---------- Auszug

Angenommen, der Everest wäre 200 Meter höher, also ein Neuntausender. Wäre dann eine Besteigung ohne Zusatzsauerstoff noch möglich?
Irgendwann ist einfach Schluss, weil das Blut in der Höhe zu kochen beginnt. 200 Meter über dem Everestgipfel ist – das ist wissenschaftlich belegt – die äußerste Grenze der Hypoxietoleranz längst überschritten. Ohne genügend Sauerstoff im Körper, sinkt nicht nur die Leistungsfähigkeit in den Keller. Das Gehirn leidet ebenfalls unter Sauerstoffmangel. Über längere Zeit unterversorgt, schwinden die Willens-, Denk- und Entscheidungskraft. Ohne Wille, er ist der alles entscheidende Motor in der Höhe, machst du keinen Schritt mehr. Übertrieben gesagt, mutiert man in derart dünner Luft zu einem Zombie.
Hatten Sie Flaschensauerstoff für den Ernstfall wo deponiert?
Wir hatten keinen Sauerstoff deponiert.
Angenommen: Sie hätten damals die Möglichkeit gehabt, einen Ausrüstungsgegenstand von heute mitnehmen zu können. Ihre Wahl?

--------------------

- _Zu erledigen_
Setze das Gespräch über Everest-Besteigungen ohne Zusatzsauerstoff im Anschluss an die letzte Frage fort.

---------- Rohdaten

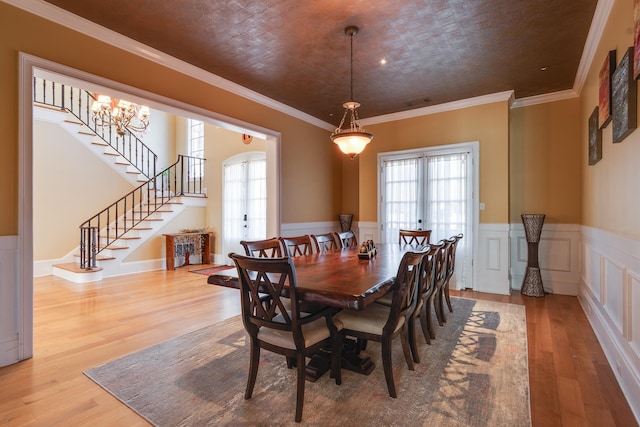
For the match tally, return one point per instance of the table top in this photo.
(338, 278)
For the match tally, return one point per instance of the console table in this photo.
(202, 246)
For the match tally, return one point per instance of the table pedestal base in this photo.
(320, 363)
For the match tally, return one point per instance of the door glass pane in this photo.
(257, 200)
(233, 207)
(400, 198)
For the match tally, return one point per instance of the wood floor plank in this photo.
(79, 326)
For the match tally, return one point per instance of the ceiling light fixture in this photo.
(125, 116)
(353, 139)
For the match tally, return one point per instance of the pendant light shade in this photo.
(352, 139)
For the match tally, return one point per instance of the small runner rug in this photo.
(212, 270)
(475, 373)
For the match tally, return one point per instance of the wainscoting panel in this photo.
(9, 302)
(609, 292)
(557, 256)
(613, 292)
(491, 263)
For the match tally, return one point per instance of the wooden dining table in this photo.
(338, 278)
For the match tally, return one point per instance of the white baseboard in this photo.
(609, 292)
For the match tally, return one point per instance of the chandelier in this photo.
(353, 139)
(125, 116)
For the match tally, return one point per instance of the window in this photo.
(430, 189)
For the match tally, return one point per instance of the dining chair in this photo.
(275, 328)
(440, 278)
(268, 248)
(325, 242)
(451, 264)
(380, 323)
(414, 237)
(347, 239)
(297, 246)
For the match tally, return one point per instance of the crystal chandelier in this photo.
(125, 116)
(353, 139)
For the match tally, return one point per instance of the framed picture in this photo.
(624, 99)
(604, 95)
(595, 139)
(636, 38)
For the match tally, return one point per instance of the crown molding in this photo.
(53, 13)
(440, 108)
(60, 16)
(543, 99)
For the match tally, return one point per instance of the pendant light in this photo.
(352, 139)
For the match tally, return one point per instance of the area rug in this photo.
(212, 270)
(475, 373)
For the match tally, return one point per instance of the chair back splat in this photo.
(347, 239)
(414, 237)
(281, 327)
(268, 248)
(451, 264)
(382, 323)
(296, 246)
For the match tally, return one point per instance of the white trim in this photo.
(542, 99)
(558, 257)
(440, 108)
(91, 29)
(472, 147)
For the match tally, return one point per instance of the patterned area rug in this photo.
(474, 374)
(212, 270)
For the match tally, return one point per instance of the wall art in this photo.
(624, 99)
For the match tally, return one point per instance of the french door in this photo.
(431, 189)
(244, 211)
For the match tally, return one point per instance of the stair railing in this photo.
(185, 177)
(78, 102)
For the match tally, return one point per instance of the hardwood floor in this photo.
(79, 326)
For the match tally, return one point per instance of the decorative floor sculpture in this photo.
(532, 283)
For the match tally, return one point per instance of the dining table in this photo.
(341, 279)
(338, 278)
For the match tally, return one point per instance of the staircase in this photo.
(110, 236)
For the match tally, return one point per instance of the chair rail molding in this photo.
(558, 255)
(609, 292)
(9, 297)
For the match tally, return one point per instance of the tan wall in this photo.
(220, 144)
(488, 124)
(545, 167)
(311, 168)
(68, 188)
(610, 188)
(155, 247)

--------------------

- _Deine Antwort_
Am ehesten wäre das wohl ein Satellitentelefon um den Wetterbericht abfragen zu können. Heute ist der Everest keine besondere Herausforderung mehr. Es wird – anders als beim von uns geprägten Verzichtsalpinismus - vorab eine Infrastruktur für Bergtouristen, eine Piste vom Basecamp bis zum Gipfel angelegt. Man besteigt den Berg mit Flaschensauerstoff, wodurch der Berg zu einem mittleren Sechstausender reduziert wird. Heute folgen nur noch ein paar wenige traditionelle Alpinisten weltweit meinem Weg.
Was macht der Großteil?
Die große Masse klettert in der Halle an Plastikgriffen oder in gut mit Haken abgesicherten, eingebohrten Sportkletterrouten. An den berühmten Bergen wie Kilimandscharo, Mount McKinley, Manaslu, Aconcagua etc. sind Pisten vorbereitet für Menschen, die in Eigenregie nicht in der Lage sind auf deren Gipfel zu steigen.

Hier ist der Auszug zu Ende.